Problem description
Please set down each of the lines below once more, exactly, omitting all pictures.

Extracted data
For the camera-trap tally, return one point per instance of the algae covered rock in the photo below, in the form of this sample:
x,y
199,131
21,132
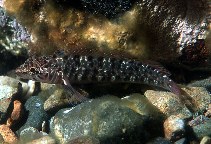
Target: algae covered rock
x,y
104,118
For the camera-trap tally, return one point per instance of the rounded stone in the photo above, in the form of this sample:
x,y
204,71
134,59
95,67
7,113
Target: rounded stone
x,y
104,118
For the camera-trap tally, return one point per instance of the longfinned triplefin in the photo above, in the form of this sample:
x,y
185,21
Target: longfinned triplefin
x,y
66,69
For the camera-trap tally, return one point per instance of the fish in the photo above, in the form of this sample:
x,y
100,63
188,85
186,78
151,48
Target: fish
x,y
65,69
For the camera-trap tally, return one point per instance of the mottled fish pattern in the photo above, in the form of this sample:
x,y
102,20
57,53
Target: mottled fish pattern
x,y
67,69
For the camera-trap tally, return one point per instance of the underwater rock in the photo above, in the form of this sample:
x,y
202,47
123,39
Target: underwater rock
x,y
55,96
104,118
37,114
201,83
9,90
159,140
205,140
84,140
181,141
202,129
13,42
200,95
31,135
43,140
109,9
7,134
170,104
147,29
174,128
167,103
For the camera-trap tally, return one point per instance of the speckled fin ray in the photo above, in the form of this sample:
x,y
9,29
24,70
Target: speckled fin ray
x,y
158,66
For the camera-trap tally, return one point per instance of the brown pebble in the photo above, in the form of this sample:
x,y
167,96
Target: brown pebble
x,y
7,134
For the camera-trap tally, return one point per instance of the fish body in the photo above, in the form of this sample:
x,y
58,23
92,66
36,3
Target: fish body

Final answer
For the camera-trap tally, return one point per instance of the algae covered rock in the photo below, in the form of this sample:
x,y
199,131
21,132
Target: algae covered rock
x,y
104,118
For the camera-trap tally, return one point per instance of the rounded stone in the photo above, in the form of this sample:
x,y
204,71
134,59
95,67
7,113
Target: rounded stone
x,y
104,118
For the camera-trap tally, return one point per instance of the longfinned triplefin in the photo above, in the form of this sample:
x,y
185,21
Target: longfinned triplefin
x,y
66,69
For the camera-trap tally, return one point per instance of the fish in the photo above, in the form of this sample:
x,y
100,63
188,85
186,78
151,48
Target: fish
x,y
65,69
For the camera-trap tally, return one point per instance of the mottled fish pattern in the photo above, in the form of this sample:
x,y
102,20
57,53
Target: mottled fish pattern
x,y
67,69
For the camera-trap tally, return one point per instance of the underwater rock in the photo above, in the form of this sample:
x,y
202,47
123,39
Target: underwater rock
x,y
55,96
104,118
37,114
201,83
9,90
159,140
205,140
84,140
181,141
202,129
13,42
200,95
31,135
43,140
109,9
7,134
170,104
147,29
174,128
167,103
For the camera-trap tally, return one point per instance of the speckled fin ray in the photo above, in the form of this sample:
x,y
9,29
24,70
Target: speckled fin ray
x,y
158,66
For the camera-trap tally, return one point per instance of the brown pebble in the photo above, in the form of this sample:
x,y
167,96
Target: brown pebble
x,y
7,134
For the camera-trap tally, return one point per instance of the fish body in the photo above, in the form of this sample:
x,y
58,23
92,66
36,3
Target: fish body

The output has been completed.